▶ Your instructions:
A stretch of the entries below is to be set down exactly, running from the line with "Task: pick out one point for each instance of the green" through the line with "Write each point like x=267, y=23.", both included, and no other line.

── Dataset records ──

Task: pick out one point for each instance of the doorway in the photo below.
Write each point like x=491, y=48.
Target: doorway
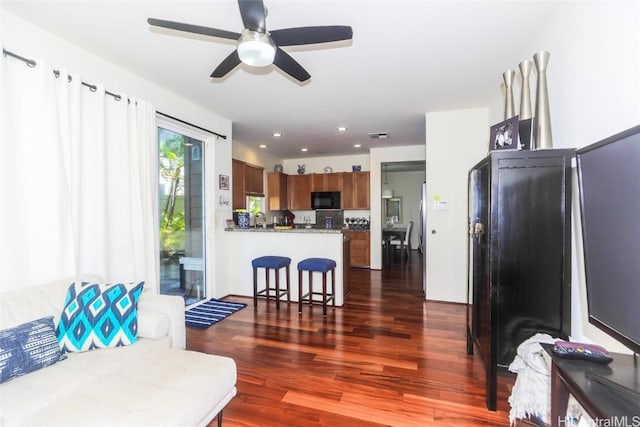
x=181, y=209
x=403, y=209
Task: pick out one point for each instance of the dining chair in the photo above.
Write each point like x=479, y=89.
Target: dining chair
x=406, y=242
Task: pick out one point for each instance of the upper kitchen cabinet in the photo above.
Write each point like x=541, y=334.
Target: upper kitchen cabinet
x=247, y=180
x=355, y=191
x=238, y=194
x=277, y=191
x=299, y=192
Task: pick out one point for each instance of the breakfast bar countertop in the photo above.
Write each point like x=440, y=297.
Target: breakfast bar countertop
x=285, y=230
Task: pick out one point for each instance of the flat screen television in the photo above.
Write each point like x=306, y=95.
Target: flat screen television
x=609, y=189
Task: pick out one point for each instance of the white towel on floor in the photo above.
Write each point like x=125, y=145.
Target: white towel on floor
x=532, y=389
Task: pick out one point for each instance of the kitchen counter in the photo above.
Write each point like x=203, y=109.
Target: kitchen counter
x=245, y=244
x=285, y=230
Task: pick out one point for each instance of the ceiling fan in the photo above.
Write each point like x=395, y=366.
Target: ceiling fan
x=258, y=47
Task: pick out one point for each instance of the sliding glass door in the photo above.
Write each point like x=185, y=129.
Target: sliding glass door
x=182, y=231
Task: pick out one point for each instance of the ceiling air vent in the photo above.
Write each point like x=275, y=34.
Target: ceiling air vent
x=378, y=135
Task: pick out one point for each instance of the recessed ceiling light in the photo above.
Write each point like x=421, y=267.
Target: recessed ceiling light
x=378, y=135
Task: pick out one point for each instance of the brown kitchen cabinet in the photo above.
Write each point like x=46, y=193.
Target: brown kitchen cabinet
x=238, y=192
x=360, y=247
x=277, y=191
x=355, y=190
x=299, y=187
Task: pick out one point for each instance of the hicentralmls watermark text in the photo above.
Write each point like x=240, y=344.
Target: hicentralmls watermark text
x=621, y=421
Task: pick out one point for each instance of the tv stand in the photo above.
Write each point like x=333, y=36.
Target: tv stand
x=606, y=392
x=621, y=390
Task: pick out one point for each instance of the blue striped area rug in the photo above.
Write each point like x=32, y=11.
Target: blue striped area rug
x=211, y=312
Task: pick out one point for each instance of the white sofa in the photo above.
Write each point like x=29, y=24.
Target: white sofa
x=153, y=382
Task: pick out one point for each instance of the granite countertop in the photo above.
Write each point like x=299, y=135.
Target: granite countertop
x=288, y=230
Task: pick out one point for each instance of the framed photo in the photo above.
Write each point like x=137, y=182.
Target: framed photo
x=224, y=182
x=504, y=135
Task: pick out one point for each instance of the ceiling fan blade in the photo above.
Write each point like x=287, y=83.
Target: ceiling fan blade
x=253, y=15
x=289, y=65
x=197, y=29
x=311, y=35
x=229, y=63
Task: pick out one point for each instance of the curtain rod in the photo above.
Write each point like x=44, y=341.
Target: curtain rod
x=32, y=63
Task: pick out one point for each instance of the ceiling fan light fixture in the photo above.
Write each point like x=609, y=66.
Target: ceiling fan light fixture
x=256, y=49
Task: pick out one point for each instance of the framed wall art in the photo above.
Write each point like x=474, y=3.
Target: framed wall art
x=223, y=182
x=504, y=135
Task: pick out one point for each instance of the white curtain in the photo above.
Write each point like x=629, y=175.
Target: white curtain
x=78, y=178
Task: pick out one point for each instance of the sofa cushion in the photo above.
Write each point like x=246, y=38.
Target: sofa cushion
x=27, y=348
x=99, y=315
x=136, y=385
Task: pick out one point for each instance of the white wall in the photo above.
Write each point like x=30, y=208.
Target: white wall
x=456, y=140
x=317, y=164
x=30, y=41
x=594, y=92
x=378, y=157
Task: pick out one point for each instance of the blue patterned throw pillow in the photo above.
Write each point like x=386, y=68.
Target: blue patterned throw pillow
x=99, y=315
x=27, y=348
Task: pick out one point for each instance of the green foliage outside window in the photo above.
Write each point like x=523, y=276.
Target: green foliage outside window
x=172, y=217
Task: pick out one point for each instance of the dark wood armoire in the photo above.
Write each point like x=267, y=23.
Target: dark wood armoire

───

▶ Exercise result:
Task: pick out one point for each instance of the green foliage outside window in the photo above.
Write each point like x=523, y=276.
Target: green foliage outside window
x=172, y=217
Task: pick out one point for each instance of the dark wood armoire in the photo above.
Write each point like x=267, y=23.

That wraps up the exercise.